Set down the line that contains "point: green grass" and every line after it to the end of the entries, exactly as they stand and nothing more.
-------- Task input --------
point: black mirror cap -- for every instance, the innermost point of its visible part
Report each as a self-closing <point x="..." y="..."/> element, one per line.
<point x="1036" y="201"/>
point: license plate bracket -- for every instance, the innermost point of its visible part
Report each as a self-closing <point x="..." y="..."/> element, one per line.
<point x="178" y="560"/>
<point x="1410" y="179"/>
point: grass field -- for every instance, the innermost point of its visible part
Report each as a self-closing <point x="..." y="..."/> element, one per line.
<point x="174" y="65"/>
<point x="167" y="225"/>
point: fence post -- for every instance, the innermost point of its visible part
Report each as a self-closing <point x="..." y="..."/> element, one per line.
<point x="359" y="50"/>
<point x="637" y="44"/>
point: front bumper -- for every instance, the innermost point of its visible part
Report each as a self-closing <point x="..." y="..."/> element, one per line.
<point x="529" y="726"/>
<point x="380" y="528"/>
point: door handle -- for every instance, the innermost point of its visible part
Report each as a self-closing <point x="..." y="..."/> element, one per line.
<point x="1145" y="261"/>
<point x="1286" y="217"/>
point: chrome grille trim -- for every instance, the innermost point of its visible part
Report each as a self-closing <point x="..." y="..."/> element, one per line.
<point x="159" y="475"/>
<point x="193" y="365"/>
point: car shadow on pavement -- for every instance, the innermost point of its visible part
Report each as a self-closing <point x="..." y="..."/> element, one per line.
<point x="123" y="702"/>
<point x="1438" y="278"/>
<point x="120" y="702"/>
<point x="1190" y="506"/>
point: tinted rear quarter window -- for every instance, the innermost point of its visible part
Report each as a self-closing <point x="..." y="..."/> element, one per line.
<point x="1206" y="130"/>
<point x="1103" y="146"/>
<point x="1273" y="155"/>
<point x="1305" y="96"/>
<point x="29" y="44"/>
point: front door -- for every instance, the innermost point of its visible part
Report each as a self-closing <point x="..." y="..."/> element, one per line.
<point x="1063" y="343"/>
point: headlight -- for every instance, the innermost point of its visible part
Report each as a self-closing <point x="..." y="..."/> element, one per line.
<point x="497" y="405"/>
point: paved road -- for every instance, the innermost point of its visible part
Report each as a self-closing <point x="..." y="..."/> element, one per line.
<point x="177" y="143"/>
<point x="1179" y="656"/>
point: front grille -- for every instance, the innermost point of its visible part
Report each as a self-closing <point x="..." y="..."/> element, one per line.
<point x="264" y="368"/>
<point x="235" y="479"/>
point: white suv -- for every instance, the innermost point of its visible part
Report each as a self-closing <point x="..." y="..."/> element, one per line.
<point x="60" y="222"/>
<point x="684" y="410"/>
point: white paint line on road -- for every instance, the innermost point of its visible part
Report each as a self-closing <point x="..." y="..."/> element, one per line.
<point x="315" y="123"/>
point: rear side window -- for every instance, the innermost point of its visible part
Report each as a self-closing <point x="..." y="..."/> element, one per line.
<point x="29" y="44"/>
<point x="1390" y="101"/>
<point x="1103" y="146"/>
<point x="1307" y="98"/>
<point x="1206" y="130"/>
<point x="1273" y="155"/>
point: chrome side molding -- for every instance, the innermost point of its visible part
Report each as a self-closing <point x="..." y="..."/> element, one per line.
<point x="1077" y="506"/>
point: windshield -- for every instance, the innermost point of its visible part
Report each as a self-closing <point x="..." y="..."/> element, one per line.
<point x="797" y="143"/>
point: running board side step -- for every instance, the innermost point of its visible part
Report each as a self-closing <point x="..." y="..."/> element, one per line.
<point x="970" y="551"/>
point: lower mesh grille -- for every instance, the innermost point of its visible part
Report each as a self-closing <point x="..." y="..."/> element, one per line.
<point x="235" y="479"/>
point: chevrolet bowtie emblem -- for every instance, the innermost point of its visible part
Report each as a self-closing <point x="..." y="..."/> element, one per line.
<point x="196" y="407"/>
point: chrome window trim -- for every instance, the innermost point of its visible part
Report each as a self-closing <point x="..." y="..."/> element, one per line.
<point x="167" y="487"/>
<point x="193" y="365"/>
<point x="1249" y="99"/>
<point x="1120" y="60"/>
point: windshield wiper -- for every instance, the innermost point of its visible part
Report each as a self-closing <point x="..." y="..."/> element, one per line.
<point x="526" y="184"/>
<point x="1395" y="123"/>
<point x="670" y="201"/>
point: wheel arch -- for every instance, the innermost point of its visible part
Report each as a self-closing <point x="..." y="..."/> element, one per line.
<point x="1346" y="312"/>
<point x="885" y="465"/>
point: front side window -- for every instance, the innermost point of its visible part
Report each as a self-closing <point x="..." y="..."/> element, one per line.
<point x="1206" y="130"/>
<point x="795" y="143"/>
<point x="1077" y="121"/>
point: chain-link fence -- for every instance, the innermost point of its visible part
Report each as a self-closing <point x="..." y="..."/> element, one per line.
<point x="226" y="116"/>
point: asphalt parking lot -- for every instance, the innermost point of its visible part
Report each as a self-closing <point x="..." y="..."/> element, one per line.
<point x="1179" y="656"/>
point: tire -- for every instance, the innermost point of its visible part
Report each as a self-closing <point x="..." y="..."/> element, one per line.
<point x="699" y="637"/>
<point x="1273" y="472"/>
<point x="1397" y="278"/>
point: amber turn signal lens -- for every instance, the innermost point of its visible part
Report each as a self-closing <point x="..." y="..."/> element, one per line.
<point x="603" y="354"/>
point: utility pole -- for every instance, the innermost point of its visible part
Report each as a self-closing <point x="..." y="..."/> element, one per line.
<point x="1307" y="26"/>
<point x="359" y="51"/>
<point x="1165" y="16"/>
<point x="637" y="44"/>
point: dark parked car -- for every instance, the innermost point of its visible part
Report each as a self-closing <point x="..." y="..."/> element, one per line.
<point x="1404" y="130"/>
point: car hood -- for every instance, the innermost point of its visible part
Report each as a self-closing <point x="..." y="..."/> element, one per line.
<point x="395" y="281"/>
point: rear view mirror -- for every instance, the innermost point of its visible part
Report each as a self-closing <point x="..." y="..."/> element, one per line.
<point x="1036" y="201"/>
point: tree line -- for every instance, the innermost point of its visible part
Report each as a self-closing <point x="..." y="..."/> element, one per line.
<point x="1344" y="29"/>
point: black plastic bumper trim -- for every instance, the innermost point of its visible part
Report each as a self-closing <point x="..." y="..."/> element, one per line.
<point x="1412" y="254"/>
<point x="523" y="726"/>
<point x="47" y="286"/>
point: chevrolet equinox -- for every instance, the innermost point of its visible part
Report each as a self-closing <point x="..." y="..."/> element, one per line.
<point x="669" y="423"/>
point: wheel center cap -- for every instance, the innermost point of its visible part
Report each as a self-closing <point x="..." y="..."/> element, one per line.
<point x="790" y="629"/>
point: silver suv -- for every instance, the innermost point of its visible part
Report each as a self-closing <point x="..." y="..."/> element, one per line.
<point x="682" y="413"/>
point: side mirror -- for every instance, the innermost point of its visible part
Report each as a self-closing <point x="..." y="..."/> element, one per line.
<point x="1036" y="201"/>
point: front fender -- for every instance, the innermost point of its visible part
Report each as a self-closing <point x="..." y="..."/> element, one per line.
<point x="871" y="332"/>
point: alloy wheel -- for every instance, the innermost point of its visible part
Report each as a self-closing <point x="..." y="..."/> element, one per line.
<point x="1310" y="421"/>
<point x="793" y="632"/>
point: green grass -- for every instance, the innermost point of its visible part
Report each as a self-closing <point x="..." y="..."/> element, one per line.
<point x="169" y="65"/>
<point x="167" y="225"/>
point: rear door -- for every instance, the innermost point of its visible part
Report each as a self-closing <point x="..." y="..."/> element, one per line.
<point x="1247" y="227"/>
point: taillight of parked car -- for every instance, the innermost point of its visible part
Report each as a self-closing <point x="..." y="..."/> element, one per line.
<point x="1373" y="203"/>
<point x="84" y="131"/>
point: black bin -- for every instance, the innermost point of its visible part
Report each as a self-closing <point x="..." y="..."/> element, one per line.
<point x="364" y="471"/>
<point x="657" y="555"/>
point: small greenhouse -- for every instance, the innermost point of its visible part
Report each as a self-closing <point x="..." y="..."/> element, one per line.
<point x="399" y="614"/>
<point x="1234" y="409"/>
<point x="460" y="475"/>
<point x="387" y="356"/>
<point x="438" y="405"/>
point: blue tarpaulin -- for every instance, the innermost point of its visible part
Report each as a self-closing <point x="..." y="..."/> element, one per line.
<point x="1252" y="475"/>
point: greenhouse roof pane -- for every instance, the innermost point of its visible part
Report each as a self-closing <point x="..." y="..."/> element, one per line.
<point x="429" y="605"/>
--------
- [Output of the task]:
point: green grass -- for every instance, the innermost point of its visible part
Report each as a self-closing <point x="..." y="..."/> element, one per line.
<point x="169" y="65"/>
<point x="167" y="225"/>
point: rear door -- for every instance, the innermost point of its visible part
Report each as a self-closing <point x="..." y="..."/> element, one per line.
<point x="1247" y="227"/>
point: taillight of parked car -- for every instance, the innermost point of its visible part
Report each as a self-closing <point x="..." y="..."/> element, one per line.
<point x="1373" y="203"/>
<point x="84" y="131"/>
point: black bin -- for every instance, the innermost point of its visible part
Report each as a self-closing <point x="..." y="..."/> element, one per line.
<point x="364" y="471"/>
<point x="657" y="555"/>
point: small greenhouse -- for every instance, the innermost point of its visible part
Report each as a self-closing <point x="..." y="..."/> element, one per line.
<point x="399" y="614"/>
<point x="1234" y="409"/>
<point x="460" y="475"/>
<point x="387" y="356"/>
<point x="438" y="405"/>
point: blue tarpaulin -- for every instance, the innermost point of its visible part
Report each as a self-closing <point x="..." y="..."/> element, one per line.
<point x="1252" y="475"/>
point: greenhouse roof pane -- for every instance, the innermost point of its visible part
Report each as a self-closing <point x="..." y="..."/> element, one per line.
<point x="429" y="605"/>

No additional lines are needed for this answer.